** START **
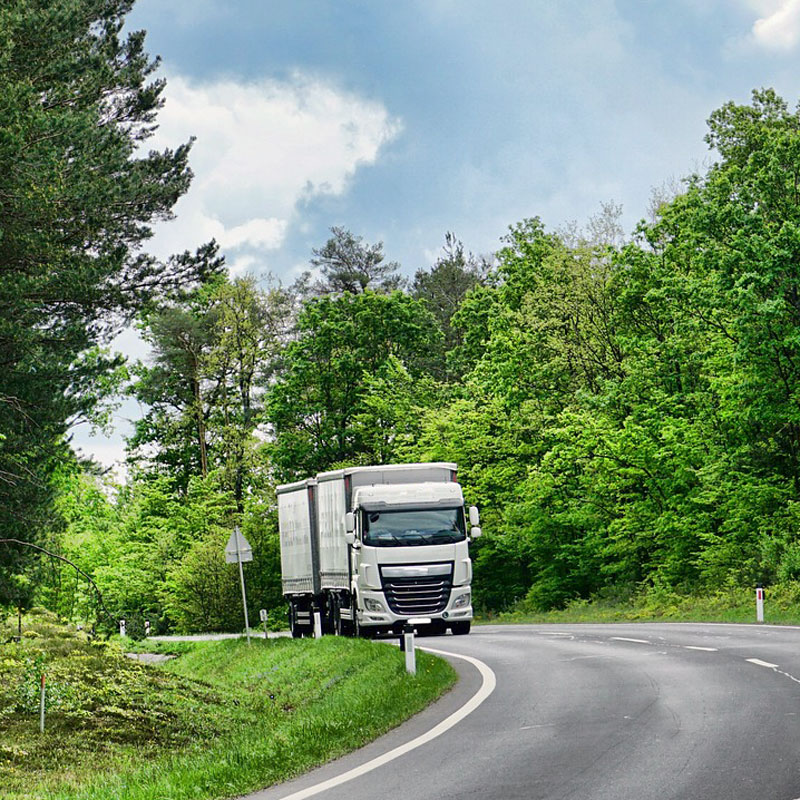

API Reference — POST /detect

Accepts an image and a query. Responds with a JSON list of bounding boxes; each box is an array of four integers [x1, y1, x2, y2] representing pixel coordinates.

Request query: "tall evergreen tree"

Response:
** END **
** START **
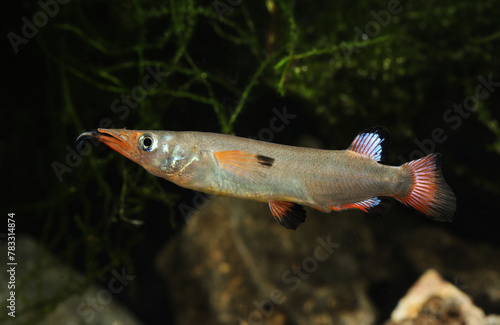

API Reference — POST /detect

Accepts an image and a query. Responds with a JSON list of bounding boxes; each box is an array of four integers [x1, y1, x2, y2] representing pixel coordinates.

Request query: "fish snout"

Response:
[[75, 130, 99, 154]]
** END **
__INSTRUCTIONS TO FOLLOW__: From the rows above, extract every line containing the string "query". Matching is case-sensitive.

__COMPLETE ANSWER__:
Accepts an image and a query. Responds with a JSON list of bounding boxes; each box is an array of four integers [x1, y1, x2, y2] representing pixel coordinates.
Request query: "tall evergreen tree"
Accepts an image and a query. Responds with a JSON list of bounding boxes; each box is an array of four integers [x1, y1, x2, y2] representing pixel coordinates.
Request query: "fish snout"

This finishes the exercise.